» **Requirement a**
Count the lines in the rows below that contain the word "positive", and give only that number.

I need to handle related users that can be both in the file and/or in database already. Related users are usually a parent of a child.
Here is my simplified code :
$validator = $this->validator;
$members = array();
$children = array();
$mails = array();
$handle = fopen($filePath, 'r');
$datas = fgetcsv($handle, 0, ";");
while (($datas = fgetcsv($handle, 0, ";")) !== false) {
$user = new User();
//If there is a related user
if($datas[18] != ""){
$user->setRelatedMemberEmail($datas[18]);
$relation = array_search(ucfirst(strtolower($datas[19])), UserComiti::$RELATIONSHIPS);
if($relation !== false)
$user->setParentRelationship($relation);
}
else {
$user->setRelatedMemberEmail($datas[0]);
$user->addRole ( "ROLE_MEMBER" );
}
$user->setEmail($mail);
$user->setLastName($lastName);
$user->setFirstName($firstName);
$user->setGender($gender);
$user->setBirthdate($birthdate);
$user->setCity($city);
$user->setPostalCode($zipCode);
$user->setAddressLine1($adressLine1);
$user->setAddressLine2($adressLine2);
$user->setCountry($country);
$user->setNationality($nationality);
$user->setPhoneNumber($phone);
//Entity Validation
$listErrors = $validator->validate($user);
//In case of errors
if(count($listErrors) > 0) {
foreach($listErrors as $error){
$nbError++;
$errors .= "Line " . $line . " : " . $error->getMessage() . "\n";
}
}
else {
if($mailParent != null)
$children[] = $user;
else{
$members[] = $user;
$nbAdded++;
}
}
foreach($members as $user){
$this->em->persist($user);
$this->em->flush();
}
foreach($children as $child){
//If the related user is already in DB
$parent = $this->userRepo->findOneBy(array('username' => $child->getRelatedMemberEmail(), 'club' => $this->club));
if ($parent !== false){
//Check if someone related to related user already has the same last name and first name. If it is the case we can guess that this user is already created
$testName = $this->userRepo->findByParentAndName($child->getFirstName(), $child->getLastName(), $parent, $this->club);
if(!$testName){
$child->setParent($parent);
$this->em->persist($child);
$nbAdded++;
}
else
$nbSkipped++;
}
//Else in case the related user is neither file nor in database we create a fake one that will be able to update his profile later.
else{
$newParent = clone $child;
$newParent->setUsername($child->getRelatedMemberEmail());
$newParent->setEmail($child->getRelatedMemberEmail());
$newParent->setFirstName('Unknown');
$this->em->persist($newParent);
$child->setParent($newParent);
$this->em->persist($child);
$nbAdded += 2;
$this->em->flush();
}
}
}
It's not my whole service because I don't think the remaining would help here but if you need more information ask me.

» **Source data**
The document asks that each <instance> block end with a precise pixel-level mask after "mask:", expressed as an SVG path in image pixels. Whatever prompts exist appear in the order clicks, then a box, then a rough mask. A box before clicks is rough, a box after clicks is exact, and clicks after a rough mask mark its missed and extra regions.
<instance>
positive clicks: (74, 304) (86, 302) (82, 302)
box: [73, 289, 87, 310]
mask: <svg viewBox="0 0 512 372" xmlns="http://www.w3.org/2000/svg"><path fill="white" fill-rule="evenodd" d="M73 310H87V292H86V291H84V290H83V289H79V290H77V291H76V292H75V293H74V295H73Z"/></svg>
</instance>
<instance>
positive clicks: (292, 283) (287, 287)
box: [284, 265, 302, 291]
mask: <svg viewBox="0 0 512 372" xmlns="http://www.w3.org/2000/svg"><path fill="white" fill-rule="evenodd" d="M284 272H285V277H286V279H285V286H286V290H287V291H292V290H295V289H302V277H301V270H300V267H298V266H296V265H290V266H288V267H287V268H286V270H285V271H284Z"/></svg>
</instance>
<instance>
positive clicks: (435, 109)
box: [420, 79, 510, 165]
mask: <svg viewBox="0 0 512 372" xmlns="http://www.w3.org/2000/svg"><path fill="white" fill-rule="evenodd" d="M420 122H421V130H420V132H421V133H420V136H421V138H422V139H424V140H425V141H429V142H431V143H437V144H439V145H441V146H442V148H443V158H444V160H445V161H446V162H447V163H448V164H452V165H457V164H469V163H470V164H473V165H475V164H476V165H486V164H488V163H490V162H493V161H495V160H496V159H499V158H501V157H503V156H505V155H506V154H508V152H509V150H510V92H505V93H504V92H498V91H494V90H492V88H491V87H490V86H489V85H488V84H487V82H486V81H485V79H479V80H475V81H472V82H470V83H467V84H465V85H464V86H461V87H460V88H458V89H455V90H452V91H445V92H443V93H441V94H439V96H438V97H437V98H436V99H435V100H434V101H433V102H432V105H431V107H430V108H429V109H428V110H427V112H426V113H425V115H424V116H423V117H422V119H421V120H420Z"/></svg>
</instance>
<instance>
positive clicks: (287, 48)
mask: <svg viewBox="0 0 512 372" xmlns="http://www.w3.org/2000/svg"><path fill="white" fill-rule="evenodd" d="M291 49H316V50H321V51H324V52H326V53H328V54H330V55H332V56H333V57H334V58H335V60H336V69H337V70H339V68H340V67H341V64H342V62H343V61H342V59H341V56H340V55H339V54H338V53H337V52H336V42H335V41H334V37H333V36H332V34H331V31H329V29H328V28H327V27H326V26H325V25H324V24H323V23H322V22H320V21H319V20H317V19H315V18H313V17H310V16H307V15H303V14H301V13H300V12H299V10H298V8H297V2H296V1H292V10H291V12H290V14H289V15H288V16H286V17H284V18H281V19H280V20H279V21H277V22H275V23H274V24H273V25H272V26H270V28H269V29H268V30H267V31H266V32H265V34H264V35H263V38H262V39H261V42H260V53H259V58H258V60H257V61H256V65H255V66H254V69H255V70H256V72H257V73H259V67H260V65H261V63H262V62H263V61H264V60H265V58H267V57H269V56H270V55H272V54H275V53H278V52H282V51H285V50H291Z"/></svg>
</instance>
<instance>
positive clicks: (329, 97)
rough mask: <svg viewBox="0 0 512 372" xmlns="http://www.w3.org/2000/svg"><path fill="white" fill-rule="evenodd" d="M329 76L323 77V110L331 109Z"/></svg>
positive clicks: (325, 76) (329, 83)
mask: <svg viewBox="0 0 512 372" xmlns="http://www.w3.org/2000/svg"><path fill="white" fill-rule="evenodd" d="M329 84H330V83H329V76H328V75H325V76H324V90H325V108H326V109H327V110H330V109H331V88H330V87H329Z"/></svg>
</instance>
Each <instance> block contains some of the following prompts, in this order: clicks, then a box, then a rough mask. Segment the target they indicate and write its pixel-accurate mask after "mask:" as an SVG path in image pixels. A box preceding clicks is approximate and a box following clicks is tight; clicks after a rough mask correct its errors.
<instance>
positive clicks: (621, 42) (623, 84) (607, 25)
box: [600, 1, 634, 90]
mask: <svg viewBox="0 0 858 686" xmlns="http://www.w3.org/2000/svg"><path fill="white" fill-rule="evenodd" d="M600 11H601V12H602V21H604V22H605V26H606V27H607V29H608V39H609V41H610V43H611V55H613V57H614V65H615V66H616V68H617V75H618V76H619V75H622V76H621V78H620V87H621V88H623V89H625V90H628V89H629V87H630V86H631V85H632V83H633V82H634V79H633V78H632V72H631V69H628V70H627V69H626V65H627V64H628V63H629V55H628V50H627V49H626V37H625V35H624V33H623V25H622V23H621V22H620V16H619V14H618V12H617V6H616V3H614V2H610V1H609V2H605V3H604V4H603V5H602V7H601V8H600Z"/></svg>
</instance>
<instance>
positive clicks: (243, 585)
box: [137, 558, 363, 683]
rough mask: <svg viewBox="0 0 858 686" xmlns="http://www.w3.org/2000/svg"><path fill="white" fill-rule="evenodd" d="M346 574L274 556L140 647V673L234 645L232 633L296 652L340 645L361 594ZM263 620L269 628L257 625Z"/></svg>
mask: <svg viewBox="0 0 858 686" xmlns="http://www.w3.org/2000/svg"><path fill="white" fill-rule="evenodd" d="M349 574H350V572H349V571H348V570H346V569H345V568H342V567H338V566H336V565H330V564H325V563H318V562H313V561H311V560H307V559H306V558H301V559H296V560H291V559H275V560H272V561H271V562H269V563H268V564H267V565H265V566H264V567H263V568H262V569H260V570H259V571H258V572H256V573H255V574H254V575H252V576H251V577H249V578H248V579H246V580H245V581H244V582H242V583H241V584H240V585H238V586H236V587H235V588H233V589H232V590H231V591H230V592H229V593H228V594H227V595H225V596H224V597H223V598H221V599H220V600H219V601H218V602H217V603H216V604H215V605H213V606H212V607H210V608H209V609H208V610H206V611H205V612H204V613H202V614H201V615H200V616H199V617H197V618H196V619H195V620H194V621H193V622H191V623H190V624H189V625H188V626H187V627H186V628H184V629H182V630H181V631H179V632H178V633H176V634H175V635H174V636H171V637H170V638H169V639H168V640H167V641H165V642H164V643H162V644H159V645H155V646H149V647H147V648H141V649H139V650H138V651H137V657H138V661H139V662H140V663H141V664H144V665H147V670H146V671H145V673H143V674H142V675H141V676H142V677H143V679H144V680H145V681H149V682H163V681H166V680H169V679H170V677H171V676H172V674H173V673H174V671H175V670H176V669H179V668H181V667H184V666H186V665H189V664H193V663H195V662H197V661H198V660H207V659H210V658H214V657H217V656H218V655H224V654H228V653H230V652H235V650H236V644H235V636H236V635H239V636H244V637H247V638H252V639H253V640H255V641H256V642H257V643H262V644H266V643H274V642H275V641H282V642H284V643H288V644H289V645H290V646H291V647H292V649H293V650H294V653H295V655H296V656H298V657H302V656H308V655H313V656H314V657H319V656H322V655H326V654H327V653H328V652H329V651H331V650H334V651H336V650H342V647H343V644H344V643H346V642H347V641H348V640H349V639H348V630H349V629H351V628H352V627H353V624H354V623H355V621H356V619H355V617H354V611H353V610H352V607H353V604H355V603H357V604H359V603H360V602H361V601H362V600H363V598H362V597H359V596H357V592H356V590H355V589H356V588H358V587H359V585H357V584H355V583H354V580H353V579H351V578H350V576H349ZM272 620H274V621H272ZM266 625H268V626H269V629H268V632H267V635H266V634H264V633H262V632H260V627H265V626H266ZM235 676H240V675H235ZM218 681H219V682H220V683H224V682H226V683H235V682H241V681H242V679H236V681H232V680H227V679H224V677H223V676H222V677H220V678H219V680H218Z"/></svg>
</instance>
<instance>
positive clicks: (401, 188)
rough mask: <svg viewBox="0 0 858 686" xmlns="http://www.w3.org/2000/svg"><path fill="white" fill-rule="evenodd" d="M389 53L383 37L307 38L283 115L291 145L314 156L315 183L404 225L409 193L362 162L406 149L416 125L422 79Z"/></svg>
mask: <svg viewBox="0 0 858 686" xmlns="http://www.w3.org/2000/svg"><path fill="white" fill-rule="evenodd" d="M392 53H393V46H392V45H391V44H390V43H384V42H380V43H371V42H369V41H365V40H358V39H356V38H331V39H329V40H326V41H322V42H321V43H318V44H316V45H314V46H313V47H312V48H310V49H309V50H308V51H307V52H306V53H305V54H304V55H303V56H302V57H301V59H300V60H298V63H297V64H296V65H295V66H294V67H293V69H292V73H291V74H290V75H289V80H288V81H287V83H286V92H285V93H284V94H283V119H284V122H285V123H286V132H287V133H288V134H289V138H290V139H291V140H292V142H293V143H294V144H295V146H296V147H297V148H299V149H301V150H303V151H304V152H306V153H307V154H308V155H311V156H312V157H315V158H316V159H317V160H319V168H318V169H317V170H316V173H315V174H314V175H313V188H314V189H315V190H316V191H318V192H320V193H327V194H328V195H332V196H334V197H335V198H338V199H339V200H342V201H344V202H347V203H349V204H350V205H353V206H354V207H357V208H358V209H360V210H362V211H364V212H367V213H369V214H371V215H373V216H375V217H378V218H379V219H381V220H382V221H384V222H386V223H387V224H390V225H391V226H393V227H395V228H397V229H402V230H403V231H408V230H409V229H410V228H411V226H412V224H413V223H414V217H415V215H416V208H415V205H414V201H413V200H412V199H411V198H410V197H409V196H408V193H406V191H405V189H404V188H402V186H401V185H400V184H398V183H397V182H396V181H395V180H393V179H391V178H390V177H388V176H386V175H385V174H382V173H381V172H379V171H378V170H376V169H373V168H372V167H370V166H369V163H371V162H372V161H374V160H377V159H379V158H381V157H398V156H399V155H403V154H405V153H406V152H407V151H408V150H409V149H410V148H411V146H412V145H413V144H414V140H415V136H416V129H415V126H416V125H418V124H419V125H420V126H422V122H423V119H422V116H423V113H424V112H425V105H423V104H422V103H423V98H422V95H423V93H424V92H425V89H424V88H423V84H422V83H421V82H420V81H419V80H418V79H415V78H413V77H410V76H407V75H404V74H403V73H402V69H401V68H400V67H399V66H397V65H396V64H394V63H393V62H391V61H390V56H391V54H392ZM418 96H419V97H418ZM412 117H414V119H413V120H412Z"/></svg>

» **Requirement b**
According to the CSV import code, what first name is assigned to a parent who is in neither the file nor the database?

» **Expected answer a**
9

» **Expected answer b**
Unknown